Sliwowski v. New York, N.H. & H. R. Co.

Decision Date29 January 1920
Citation94 Conn. 303,108 A. 805
PartiesSLIWOWSKI v. NEW YORK, N.H. & H. R. CO.
CourtConnecticut Supreme Court

Appeal from Superior Court, Fairfield County; Howard J. Curtis Judge.

Action by M. Walter Sliwowski against the New York, New Haven &amp Hartford Railroad Company to recover damages for negligently causing the death of the plaintiff's intestate, brought to the superior court in Fairfield county. Facts found and judgment rendered for the plaintiff to recover $4,521 apportioned under the federal Employers' Liability Act between the intestate's widow and minor son. No error.

■ Your instructions: Echo the Sliwowski case summary word for word, starting with "CourtConnecticut Supreme Court" and going on through "son. No error.".

■ Extracted entries:

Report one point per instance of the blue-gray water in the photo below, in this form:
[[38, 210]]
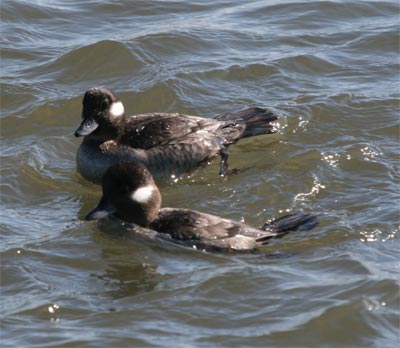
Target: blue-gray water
[[329, 68]]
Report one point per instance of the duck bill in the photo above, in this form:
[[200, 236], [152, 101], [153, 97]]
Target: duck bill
[[103, 209], [88, 126]]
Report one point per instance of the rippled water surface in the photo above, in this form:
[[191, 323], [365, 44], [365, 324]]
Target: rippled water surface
[[329, 68]]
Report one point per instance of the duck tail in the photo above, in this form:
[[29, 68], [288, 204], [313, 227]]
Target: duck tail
[[292, 222], [252, 121]]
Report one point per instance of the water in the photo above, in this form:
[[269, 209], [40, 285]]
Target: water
[[330, 69]]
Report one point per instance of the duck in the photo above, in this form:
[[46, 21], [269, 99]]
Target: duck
[[169, 144], [130, 194]]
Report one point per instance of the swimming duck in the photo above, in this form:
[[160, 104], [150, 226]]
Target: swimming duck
[[130, 194], [167, 143]]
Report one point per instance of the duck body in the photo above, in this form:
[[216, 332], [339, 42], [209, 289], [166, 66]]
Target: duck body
[[130, 194], [167, 143]]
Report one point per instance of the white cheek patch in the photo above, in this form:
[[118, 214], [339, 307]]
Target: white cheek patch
[[117, 109], [142, 194]]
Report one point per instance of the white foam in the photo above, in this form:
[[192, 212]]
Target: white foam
[[117, 109], [142, 194]]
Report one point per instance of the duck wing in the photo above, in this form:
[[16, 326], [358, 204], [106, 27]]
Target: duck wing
[[209, 231], [146, 131]]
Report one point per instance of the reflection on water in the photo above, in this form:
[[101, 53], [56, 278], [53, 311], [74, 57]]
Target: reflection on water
[[329, 68]]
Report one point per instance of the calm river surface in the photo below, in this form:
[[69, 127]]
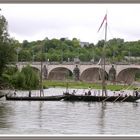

■ Exercise answer:
CourtConnecticut Supreme Court

Appeal from Superior Court, Fairfield County; Howard J. Curtis Judge.

Action by M. Walter Sliwowski against the New York, New Haven &amp Hartford Railroad Company to recover damages for negligently causing the death of the plaintiff's intestate, brought to the superior court in Fairfield county. Facts found and judgment rendered for the plaintiff to recover $4,521 apportioned under the federal Employers' Liability Act between the intestate's widow and minor son. No error.